Reproduce the listing below, swapping "utility pole" for "street lamp" and leaving every other part unchanged.

* _EXERCISE MATERIALS_
-*-
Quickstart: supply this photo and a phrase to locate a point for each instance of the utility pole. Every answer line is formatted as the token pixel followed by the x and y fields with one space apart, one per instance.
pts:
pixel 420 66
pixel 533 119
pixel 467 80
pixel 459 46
-*-
* _WRITTEN ANSWER_
Quickstart: supply this photo and a phrase to locate a point for each instance of the street lamp. Every answer line is formatted as the token pixel followed by the x and y fields with one space apart, one per instance.
pts:
pixel 420 66
pixel 533 119
pixel 467 80
pixel 459 46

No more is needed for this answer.